-- Brief 1 --
In the senior isolation passage, which public transportation system is named as an example?
-- Brief 2 --
Go on with the senior isolation passage, starting after its last sentence.

-- Source passage --
----
The rate of depression increases with senior isolation, and it’s a cycle that feeds itself. Older adults who suffer from isolation tend to think negatively about the future, engage in bad habits and coping strategies, and have more suicidal thoughts.
3 Ways to Help Loved Ones with Senior Isolation
There are many ways you can help your aging loved one emerge from social isolation:
1. Re-engage in community-based activities
First, make sure they’re able to get around the city easily. Help them access public transportation like BART, private taxis, or disability car services. You can also arrange a driving schedule with family members or if the person has the financial resources, hire a home aid to assist. Explore fun things to do in San Francisco together: this could be joining a senior discussion group, or helping them find a new hobby in the city. In addition, you can encourage your loved one to get involved in senior volunteer work, lifelong learning programs, or participate in local exercise groups like martial arts or water sports. Setting up a few fun social activities will give them structure and something to look forward to.
2. Increase quality time with family
Spending time with family (or, likewise, close friends) can make all the difference when your aging loved one is suffering from isolation, especially after the loss of a spouse—family members have the power to help their loved grieve their loss as they stay connected with family and friends. Connections bind us to life. . Spend time cooking or eating meals as a family, or out at restaurants for a treat. Bring along any grandkids. They do not have to “try to lift your loved one’s spirits,” they simply need to be themselves, which is a reminder that life goes no. Similarly, pets are great mood-boosters, and also known to reduce feelings of isolation. Whether your family likes going to church, playing cards, or walking in the park, schedule a regular family activity for everyone to enjoy.
----
-- Entries shown --
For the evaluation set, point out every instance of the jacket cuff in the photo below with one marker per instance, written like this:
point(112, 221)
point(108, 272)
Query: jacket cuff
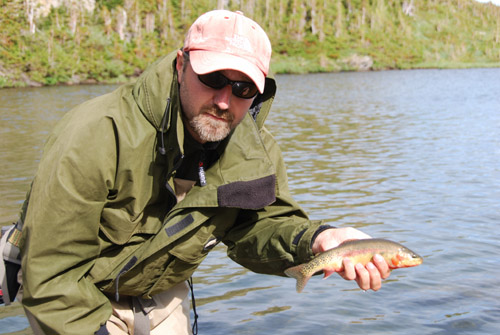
point(320, 229)
point(102, 331)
----
-- Response area 1 --
BART

-- Response area 2 --
3. Treat mental and physical health issues
Health problems can cause isolation, as well as make it worse—so it’s critical to get both issues under control. Many older adults have physical disabilities that might be causing isolation, but could easily be improved with the help of a simple device like a hearing aid, walker, glasses, or other assistive device. Remember that many people resist speaking openly about their needs because they do not wish to be perceived as needy or old. Older adults who need additional help with mobility might benefit from having a home aid to provide companionship or transportation. For older adults suffering from mental illness, depression, or anxiety, talking with a professional therapist or the compassionate volunteers at IOA’s Friendship Line can be extremely helpful.
Ultimately, senior isolation is just as serious as any physical illness—and it can have numerous adverse effects on your aging loved one’s quality of life. Thankfully, there are many simple steps caregivers and family members can take to help their loved one reengage with their family and community—and continue to live a life of purpose and fulfillment. . And because socialization has so many health benefits, your loved one’s renewed energy will hopefully continue to further fuel their engagement. Whether it’s joining a local social program, exercising with a group, or talking with a therapist, there are ways to help your aging loved one reconnect with life.